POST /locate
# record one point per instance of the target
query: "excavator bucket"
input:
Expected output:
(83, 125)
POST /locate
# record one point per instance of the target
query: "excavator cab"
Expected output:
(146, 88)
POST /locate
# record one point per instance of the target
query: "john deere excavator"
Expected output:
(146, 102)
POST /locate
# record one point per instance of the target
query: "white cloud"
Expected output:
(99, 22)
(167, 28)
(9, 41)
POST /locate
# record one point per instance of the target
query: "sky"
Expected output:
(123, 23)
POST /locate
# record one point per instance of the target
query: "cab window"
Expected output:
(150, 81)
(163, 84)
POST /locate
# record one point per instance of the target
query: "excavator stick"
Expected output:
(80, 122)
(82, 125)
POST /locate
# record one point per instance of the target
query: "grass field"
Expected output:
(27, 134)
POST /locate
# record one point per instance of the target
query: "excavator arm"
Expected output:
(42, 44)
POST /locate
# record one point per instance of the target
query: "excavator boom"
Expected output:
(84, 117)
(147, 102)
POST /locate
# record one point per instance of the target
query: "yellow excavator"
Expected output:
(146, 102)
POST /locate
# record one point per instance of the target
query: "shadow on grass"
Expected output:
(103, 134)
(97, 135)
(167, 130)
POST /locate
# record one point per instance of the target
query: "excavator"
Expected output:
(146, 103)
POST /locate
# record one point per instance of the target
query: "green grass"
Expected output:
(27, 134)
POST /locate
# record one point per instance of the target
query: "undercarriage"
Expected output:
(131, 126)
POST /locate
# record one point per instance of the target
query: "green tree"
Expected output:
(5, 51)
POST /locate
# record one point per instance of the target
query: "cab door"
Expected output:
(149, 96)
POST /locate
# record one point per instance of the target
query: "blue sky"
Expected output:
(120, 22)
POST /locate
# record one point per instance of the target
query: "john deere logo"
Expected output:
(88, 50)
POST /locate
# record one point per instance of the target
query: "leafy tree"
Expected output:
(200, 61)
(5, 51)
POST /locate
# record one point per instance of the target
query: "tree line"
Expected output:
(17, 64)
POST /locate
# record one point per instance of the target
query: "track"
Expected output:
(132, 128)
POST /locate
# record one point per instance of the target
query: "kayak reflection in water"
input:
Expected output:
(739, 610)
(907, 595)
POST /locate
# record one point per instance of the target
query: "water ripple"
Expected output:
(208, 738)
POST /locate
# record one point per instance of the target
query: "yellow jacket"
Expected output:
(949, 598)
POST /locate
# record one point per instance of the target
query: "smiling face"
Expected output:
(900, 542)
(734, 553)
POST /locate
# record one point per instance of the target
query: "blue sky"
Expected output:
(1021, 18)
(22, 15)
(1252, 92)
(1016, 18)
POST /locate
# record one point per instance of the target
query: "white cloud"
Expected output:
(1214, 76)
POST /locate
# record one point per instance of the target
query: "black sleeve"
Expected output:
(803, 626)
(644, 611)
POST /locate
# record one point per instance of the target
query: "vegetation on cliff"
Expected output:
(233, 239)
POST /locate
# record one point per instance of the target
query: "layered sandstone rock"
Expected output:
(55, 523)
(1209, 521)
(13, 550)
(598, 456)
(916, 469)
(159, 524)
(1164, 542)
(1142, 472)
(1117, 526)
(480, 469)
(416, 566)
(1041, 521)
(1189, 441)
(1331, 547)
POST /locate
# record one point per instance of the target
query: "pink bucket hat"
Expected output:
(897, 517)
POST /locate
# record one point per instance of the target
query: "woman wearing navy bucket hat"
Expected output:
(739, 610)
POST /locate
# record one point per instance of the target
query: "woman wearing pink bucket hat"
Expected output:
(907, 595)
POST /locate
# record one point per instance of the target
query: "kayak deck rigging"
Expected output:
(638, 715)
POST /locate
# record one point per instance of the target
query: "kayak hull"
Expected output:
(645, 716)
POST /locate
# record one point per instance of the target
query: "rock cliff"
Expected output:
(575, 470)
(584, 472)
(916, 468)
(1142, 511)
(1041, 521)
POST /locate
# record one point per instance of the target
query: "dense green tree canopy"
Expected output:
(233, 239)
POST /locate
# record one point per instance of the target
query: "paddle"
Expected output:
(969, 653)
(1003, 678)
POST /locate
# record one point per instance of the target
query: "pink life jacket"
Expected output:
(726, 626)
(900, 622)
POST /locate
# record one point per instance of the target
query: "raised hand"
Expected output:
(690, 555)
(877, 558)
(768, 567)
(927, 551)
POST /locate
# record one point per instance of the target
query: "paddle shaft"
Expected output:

+===+

### [TASK GOAL]
Quote the whole listing above, leaving nothing out.

### [COMPLETE ANSWER]
POST /locate
# record one point per instance of the target
query: "excavator bucket"
input:
Expected output:
(83, 125)
POST /locate
# record one point per instance of the target
query: "excavator cab"
Expected output:
(146, 88)
POST /locate
# record one point per instance of the target
query: "john deere excavator"
Expected output:
(146, 102)
POST /locate
# record one point per instance of the target
query: "white cloud"
Expected output:
(99, 22)
(167, 28)
(9, 41)
POST /locate
# record one point per instance of the target
query: "sky"
Expected output:
(123, 23)
POST /locate
# record one point per instance of the target
query: "cab window"
Expected output:
(150, 81)
(163, 84)
POST /locate
# record one point per instance of the target
query: "excavator stick"
Expected output:
(80, 122)
(82, 125)
POST /locate
# record one point per instance of the target
query: "grass field"
Expected output:
(27, 134)
POST /locate
# record one point per instance of the target
query: "excavator arm"
Expected output:
(42, 44)
POST /locate
# record one point per instance of the target
query: "excavator boom"
Expected output:
(84, 117)
(147, 102)
POST /locate
# record one point per instance of the target
query: "yellow excavator"
Expected output:
(146, 102)
POST /locate
# record one point per instance of the target
query: "shadow on grass"
Expected output:
(103, 134)
(97, 135)
(167, 130)
POST /locate
# record one point per instance of the target
query: "excavator"
Expected output:
(146, 103)
POST /locate
# record one point per instance of the target
query: "green grass"
Expected output:
(27, 134)
POST /locate
# record one point per instance of the target
query: "undercarriage"
Expected output:
(131, 126)
POST /locate
# record one point per instance of the target
query: "green tree"
Expected output:
(5, 51)
POST /locate
# record one point per instance of the target
query: "cab door"
Expected output:
(149, 96)
POST /locate
# record one point per instance of the target
query: "blue sky"
Expected output:
(120, 22)
POST /locate
# record one point per instance of the target
query: "john deere logo"
Expected output:
(88, 50)
POST /locate
# record one point per instance of the target
query: "leafy tree"
Expected output:
(200, 61)
(5, 51)
POST /locate
# record one point per instance of the target
query: "tree line"
Expected output:
(17, 64)
POST /locate
# record one point per instance of the target
query: "track"
Expected output:
(132, 128)
POST /locate
# record one point per instance of the target
query: "kayak reflection in water"
input:
Expected output:
(739, 610)
(907, 595)
POST /locate
# record one point per instance of the target
query: "water ripple"
Expected output:
(208, 738)
POST /locate
# record one point per instance of the target
query: "yellow jacket"
Expected output:
(949, 598)
POST /locate
# record one point per instance of the target
query: "smiling face"
Expected output:
(900, 542)
(734, 553)
POST /locate
# record one point per instance of the target
query: "blue sky"
Expected output:
(1021, 18)
(22, 15)
(1252, 92)
(1016, 18)
POST /locate
# record one point per instance of the target
query: "white cloud"
Expected output:
(1214, 76)
POST /locate
# record one point per instance of the target
query: "black sleeve"
Expected output:
(803, 626)
(644, 611)
POST /locate
# record one point per instance of the target
query: "vegetation on cliff"
Expected output:
(233, 239)
POST /locate
# record one point per instance of the target
query: "layered sandstone rock"
Expected output:
(55, 523)
(1209, 521)
(13, 550)
(598, 456)
(916, 469)
(159, 524)
(1164, 542)
(1142, 472)
(1117, 526)
(480, 469)
(416, 566)
(1041, 521)
(1189, 441)
(1331, 547)
POST /locate
# record one point per instance of the target
query: "pink bucket hat"
Expected output:
(897, 517)
POST /locate
# record one point per instance of the target
query: "woman wearing navy bucket hat"
Expected output:
(739, 610)
POST /locate
# record one point per instance of the target
query: "woman wearing pink bucket hat"
Expected output:
(907, 595)
POST /locate
# record one point per instance of the target
query: "kayak deck rigging"
Expected output:
(638, 715)
POST /locate
# record one point per instance of the target
query: "kayak hull"
Expected output:
(645, 716)
POST /locate
# record one point per instance of the target
query: "rock cliff"
Expected output:
(575, 470)
(584, 472)
(916, 468)
(1142, 511)
(1041, 521)
POST /locate
# record one point per instance of the target
query: "dense green tree canopy"
Expected output:
(233, 239)
POST /locate
# record one point per instance of the target
query: "paddle"
Expected output:
(969, 653)
(1003, 678)
POST /locate
# record one point per instance of the target
query: "pink life jacket"
Expected output:
(726, 626)
(900, 622)
POST /locate
# record one point per instance of the target
query: "raised hand"
Expected output:
(690, 555)
(877, 558)
(768, 567)
(927, 551)
POST /locate
# record one point per instance of the target
query: "paddle shaft"
Expected output:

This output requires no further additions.